=== Section Start ===
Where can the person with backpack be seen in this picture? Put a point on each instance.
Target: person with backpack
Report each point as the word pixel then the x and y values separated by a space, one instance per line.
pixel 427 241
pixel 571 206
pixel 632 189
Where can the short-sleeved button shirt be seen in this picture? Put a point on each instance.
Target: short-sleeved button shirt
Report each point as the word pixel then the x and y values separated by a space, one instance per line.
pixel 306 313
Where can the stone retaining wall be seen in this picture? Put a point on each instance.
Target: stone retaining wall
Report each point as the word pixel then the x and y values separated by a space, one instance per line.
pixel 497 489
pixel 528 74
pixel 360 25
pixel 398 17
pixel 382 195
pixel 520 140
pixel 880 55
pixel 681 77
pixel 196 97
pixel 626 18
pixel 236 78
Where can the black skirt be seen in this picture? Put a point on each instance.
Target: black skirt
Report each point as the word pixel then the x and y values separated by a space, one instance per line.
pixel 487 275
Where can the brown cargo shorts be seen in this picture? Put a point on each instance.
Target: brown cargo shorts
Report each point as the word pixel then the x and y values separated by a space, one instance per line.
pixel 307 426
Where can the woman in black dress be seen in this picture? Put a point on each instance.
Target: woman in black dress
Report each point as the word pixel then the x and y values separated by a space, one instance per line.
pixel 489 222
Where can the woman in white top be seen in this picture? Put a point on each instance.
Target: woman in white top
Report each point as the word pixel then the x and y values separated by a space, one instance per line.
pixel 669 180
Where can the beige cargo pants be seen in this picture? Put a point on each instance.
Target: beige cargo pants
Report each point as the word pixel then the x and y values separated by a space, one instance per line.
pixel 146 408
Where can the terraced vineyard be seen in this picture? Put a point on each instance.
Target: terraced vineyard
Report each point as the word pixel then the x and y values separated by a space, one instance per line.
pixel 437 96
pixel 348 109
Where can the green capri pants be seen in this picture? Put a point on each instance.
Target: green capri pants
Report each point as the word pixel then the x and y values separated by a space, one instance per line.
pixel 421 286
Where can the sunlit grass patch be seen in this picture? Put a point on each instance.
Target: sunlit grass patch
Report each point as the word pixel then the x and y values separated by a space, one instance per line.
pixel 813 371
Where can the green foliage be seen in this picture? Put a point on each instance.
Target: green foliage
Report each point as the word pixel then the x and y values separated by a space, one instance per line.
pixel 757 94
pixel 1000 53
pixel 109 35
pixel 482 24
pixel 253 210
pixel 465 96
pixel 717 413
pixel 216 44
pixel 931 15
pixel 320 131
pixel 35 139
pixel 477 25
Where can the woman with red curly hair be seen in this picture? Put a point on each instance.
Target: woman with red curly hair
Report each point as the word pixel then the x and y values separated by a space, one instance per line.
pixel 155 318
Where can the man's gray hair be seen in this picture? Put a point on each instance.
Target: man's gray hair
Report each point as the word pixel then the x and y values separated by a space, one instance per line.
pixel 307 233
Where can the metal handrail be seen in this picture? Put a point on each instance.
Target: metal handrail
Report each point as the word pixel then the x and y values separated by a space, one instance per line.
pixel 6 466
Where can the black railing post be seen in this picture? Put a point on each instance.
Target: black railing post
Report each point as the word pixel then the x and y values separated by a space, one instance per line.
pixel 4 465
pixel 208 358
=== Section End ===
▶ [Prompt]:
Both the line containing "Target: stone retaining wall" and the line containing "Target: brown cargo shorts" belong in the answer. Print them and every line above that falls between them exactly, and no others.

▶ [Written answer]:
Target: stone retaining wall
Report each point as the word pixel then the x and y values separated by a space, one instance per line.
pixel 497 489
pixel 528 74
pixel 360 25
pixel 398 17
pixel 382 195
pixel 520 140
pixel 880 55
pixel 681 77
pixel 196 97
pixel 626 18
pixel 236 78
Where can the black skirt be seen in this picture? Put a point on each instance.
Target: black skirt
Report each point as the word pixel then the x and y values separated by a space, one instance per line.
pixel 487 275
Where can the brown cargo shorts be seen in this picture? Put a point on each instance.
Target: brown cargo shorts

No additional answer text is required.